**WORK TO COMPLETE**
Repeat the entries that follow from start to finish, keeping every character.

Referring expression data:
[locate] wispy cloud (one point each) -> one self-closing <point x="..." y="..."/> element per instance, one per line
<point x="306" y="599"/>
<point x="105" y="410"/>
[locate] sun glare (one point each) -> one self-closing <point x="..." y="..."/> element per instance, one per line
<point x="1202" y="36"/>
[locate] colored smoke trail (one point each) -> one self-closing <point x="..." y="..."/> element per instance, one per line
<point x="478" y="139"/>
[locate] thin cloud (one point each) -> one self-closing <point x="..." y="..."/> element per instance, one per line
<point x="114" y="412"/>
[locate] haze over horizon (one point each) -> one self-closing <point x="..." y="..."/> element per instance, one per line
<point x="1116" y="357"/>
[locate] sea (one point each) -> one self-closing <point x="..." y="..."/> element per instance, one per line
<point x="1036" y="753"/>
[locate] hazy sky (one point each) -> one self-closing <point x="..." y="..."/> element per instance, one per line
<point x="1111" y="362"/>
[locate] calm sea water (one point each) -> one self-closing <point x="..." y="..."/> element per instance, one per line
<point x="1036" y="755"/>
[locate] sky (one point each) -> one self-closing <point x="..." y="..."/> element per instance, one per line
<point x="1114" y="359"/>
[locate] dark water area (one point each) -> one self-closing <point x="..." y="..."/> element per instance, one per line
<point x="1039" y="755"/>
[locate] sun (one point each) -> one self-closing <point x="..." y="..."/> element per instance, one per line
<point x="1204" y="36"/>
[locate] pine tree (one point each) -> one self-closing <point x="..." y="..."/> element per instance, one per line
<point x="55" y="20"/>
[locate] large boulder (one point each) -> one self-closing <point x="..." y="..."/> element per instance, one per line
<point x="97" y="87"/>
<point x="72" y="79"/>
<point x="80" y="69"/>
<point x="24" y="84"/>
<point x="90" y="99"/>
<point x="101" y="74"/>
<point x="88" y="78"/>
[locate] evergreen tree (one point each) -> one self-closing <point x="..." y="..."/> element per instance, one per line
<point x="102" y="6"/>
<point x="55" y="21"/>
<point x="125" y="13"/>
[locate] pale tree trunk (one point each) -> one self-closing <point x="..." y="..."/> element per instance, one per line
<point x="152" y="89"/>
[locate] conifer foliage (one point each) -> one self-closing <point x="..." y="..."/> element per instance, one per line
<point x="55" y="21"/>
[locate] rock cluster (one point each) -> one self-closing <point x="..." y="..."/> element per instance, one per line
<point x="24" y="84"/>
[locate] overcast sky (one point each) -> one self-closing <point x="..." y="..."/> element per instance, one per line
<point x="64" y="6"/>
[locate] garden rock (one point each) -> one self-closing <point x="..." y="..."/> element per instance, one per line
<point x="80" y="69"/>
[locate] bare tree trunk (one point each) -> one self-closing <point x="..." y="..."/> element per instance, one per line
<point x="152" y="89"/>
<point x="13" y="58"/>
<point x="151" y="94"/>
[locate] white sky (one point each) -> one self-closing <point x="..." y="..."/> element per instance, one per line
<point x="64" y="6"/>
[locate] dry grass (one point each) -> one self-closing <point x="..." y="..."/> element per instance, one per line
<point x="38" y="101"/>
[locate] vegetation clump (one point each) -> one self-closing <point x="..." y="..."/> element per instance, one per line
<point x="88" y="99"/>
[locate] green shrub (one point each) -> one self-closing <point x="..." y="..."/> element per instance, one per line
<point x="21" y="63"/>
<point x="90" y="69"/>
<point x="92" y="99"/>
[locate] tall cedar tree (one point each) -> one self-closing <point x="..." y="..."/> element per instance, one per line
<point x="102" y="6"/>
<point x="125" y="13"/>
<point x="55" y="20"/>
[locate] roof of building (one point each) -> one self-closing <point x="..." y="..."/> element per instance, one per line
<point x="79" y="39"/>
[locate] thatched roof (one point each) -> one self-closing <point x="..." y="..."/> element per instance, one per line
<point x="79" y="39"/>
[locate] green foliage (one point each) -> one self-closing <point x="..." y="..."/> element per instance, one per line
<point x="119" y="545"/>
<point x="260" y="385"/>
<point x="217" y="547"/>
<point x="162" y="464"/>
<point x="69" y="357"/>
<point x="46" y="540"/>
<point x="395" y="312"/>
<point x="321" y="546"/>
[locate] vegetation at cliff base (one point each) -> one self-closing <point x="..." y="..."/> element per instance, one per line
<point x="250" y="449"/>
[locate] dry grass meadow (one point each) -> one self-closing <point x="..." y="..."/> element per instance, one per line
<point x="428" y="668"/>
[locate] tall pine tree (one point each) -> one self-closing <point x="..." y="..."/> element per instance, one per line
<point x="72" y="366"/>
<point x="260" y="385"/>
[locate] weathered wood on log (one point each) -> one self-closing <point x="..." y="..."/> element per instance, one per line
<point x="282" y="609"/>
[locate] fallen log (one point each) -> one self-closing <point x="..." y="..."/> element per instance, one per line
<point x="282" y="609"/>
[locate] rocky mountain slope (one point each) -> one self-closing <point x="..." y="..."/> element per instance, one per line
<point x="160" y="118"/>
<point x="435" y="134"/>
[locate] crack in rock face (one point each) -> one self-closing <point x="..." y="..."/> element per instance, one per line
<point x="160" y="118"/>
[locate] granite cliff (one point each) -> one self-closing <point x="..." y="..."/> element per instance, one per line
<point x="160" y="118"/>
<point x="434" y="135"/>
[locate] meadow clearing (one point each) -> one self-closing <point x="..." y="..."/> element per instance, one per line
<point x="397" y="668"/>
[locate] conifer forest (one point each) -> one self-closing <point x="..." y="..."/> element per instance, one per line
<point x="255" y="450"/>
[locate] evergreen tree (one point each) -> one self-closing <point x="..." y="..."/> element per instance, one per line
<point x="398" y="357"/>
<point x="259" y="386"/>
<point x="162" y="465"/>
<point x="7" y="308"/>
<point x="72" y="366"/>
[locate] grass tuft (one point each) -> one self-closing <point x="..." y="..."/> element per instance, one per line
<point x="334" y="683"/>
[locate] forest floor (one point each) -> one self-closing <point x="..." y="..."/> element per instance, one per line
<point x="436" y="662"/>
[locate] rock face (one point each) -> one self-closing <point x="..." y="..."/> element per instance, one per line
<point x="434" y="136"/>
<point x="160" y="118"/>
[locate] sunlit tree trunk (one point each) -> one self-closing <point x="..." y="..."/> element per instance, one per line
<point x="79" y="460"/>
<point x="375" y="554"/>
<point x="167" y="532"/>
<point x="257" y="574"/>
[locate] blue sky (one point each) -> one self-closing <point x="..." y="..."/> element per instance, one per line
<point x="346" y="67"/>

**REPLY**
[locate] wispy cloud (one point each) -> one self-closing <point x="..." y="..."/> element per instance, one per line
<point x="306" y="599"/>
<point x="105" y="410"/>
[locate] sun glare (one point each) -> one self-closing <point x="..." y="..."/> element per instance, one per line
<point x="1202" y="36"/>
[locate] colored smoke trail (one point each) -> one self-closing <point x="..." y="..."/> element per instance, one per line
<point x="478" y="139"/>
[locate] thin cloud (one point each) -> one self-closing <point x="..." y="..."/> element per instance, one per line
<point x="114" y="412"/>
[locate] haze over horizon (one point each) -> one self-closing <point x="..." y="..."/> element per instance, one per line
<point x="1116" y="357"/>
[locate] sea (one point each) -> one self-closing <point x="..." y="..."/> element per instance, one per line
<point x="1036" y="753"/>
[locate] hazy sky (one point each) -> one self-closing <point x="..." y="..."/> element per instance, one per line
<point x="1111" y="362"/>
[locate] calm sea water (one point each) -> one self-closing <point x="..." y="..."/> element per instance, one per line
<point x="1036" y="755"/>
[locate] sky (one point each) -> one self-closing <point x="..." y="..."/> element per instance, one per line
<point x="1114" y="359"/>
[locate] dark water area (one point each) -> one self-closing <point x="..." y="..."/> element per instance, one per line
<point x="1039" y="755"/>
[locate] sun (one point each) -> one self-closing <point x="..." y="..."/> element per instance, one per line
<point x="1204" y="36"/>
[locate] pine tree (one point each) -> one self-closing <point x="..." y="..."/> element per instance, one per line
<point x="55" y="20"/>
[locate] large boulder (one point each) -> one self-closing <point x="..." y="..."/> element per instance, one per line
<point x="97" y="87"/>
<point x="72" y="79"/>
<point x="80" y="69"/>
<point x="24" y="84"/>
<point x="90" y="99"/>
<point x="101" y="74"/>
<point x="88" y="78"/>
[locate] evergreen tree (one point each) -> one self-closing <point x="..." y="..."/> element per instance, one per line
<point x="102" y="6"/>
<point x="55" y="21"/>
<point x="125" y="13"/>
[locate] pale tree trunk (one point each) -> one self-closing <point x="..." y="..."/> element per instance, one per line
<point x="152" y="89"/>
[locate] conifer foliage (one point each) -> one self-closing <point x="..." y="..."/> element per instance, one per line
<point x="55" y="21"/>
[locate] rock cluster (one point each) -> one self-closing <point x="..." y="..."/> element per instance, one per line
<point x="24" y="84"/>
[locate] overcast sky (one point each) -> one self-closing <point x="..." y="..."/> element per instance, one per line
<point x="64" y="6"/>
[locate] garden rock (one point each) -> one self-closing <point x="..." y="..."/> element per instance, one per line
<point x="80" y="69"/>
[locate] bare tree trunk (one point each) -> one self-closing <point x="..." y="..."/> element per instance, one per line
<point x="152" y="89"/>
<point x="13" y="58"/>
<point x="151" y="94"/>
[locate] white sky (one point each) -> one self-closing <point x="..." y="..."/> element per instance, one per line
<point x="64" y="6"/>
[locate] dry grass (one point each) -> one self-closing <point x="..." y="..."/> element per instance, one per line
<point x="38" y="101"/>
[locate] vegetation clump (one point each) -> one self-closing <point x="..." y="..."/> element per instance, one per line
<point x="88" y="99"/>
[locate] green shrub (one point each) -> one self-closing <point x="..." y="..."/> element per instance, one per line
<point x="21" y="63"/>
<point x="90" y="69"/>
<point x="92" y="99"/>
[locate] tall cedar tree (one point each) -> one self-closing <point x="..." y="..."/> element per instance, one per line
<point x="102" y="6"/>
<point x="125" y="13"/>
<point x="55" y="20"/>
[locate] roof of building (one point each) -> one self-closing <point x="..." y="..."/> element per instance, one per line
<point x="79" y="39"/>
[locate] thatched roof (one point each) -> one self-closing <point x="..." y="..."/> element per instance, one per line
<point x="79" y="39"/>
[locate] green foliage (one point each) -> one self-closing <point x="..." y="..."/> element per instance, one per line
<point x="119" y="545"/>
<point x="260" y="385"/>
<point x="217" y="547"/>
<point x="162" y="464"/>
<point x="69" y="357"/>
<point x="46" y="540"/>
<point x="395" y="312"/>
<point x="321" y="546"/>
[locate] vegetation at cliff base (one point each) -> one self-closing <point x="..." y="..."/> element per instance, one per line
<point x="250" y="449"/>
[locate] dry grass meadow (one point each) -> one self-closing <point x="..." y="..."/> element per instance, one per line
<point x="428" y="668"/>
[locate] tall pine tree (one point each) -> one self-closing <point x="..." y="..."/> element per instance, one per line
<point x="72" y="366"/>
<point x="260" y="385"/>
[locate] weathered wood on log (one point each) -> one self-closing <point x="..." y="..."/> element per instance, one per line
<point x="282" y="609"/>
[locate] fallen log (one point each) -> one self-closing <point x="..." y="..."/> element per instance, one per line
<point x="282" y="609"/>
[locate] rocky mountain slope (one point each) -> one self-closing <point x="..." y="..."/> element per instance, one per line
<point x="160" y="118"/>
<point x="435" y="134"/>
[locate] crack in rock face (one point each) -> one self-closing <point x="..." y="..."/> element per instance, one per line
<point x="160" y="118"/>
[locate] granite cliff (one point each) -> one self-closing <point x="..." y="..."/> element per instance, one per line
<point x="160" y="118"/>
<point x="434" y="135"/>
[locate] meadow clearing (one point each) -> one self-closing <point x="..." y="..."/> element per instance, one per line
<point x="397" y="668"/>
[locate] conifer forest (one point each) -> one self-closing <point x="..." y="..."/> element per instance, one per line
<point x="255" y="450"/>
[locate] evergreen tree (one point each) -> one self-closing <point x="..." y="..."/> element per instance, one per line
<point x="398" y="357"/>
<point x="259" y="386"/>
<point x="162" y="465"/>
<point x="7" y="308"/>
<point x="72" y="366"/>
[locate] grass tuft (one point each) -> one self-closing <point x="..." y="..."/> element per instance, one per line
<point x="334" y="683"/>
[locate] forest floor (one point each) -> one self-closing <point x="..." y="..."/> element per instance, one per line
<point x="436" y="662"/>
[locate] rock face (one point each) -> one self-closing <point x="..." y="..."/> element per instance, one per line
<point x="434" y="136"/>
<point x="160" y="118"/>
[locate] sunlit tree trunk (one point each) -> one self-closing <point x="..." y="..."/> element per instance, one per line
<point x="79" y="460"/>
<point x="375" y="554"/>
<point x="167" y="532"/>
<point x="257" y="574"/>
[locate] blue sky (one point each) -> one self-closing <point x="..." y="..."/> element per instance, one per line
<point x="346" y="67"/>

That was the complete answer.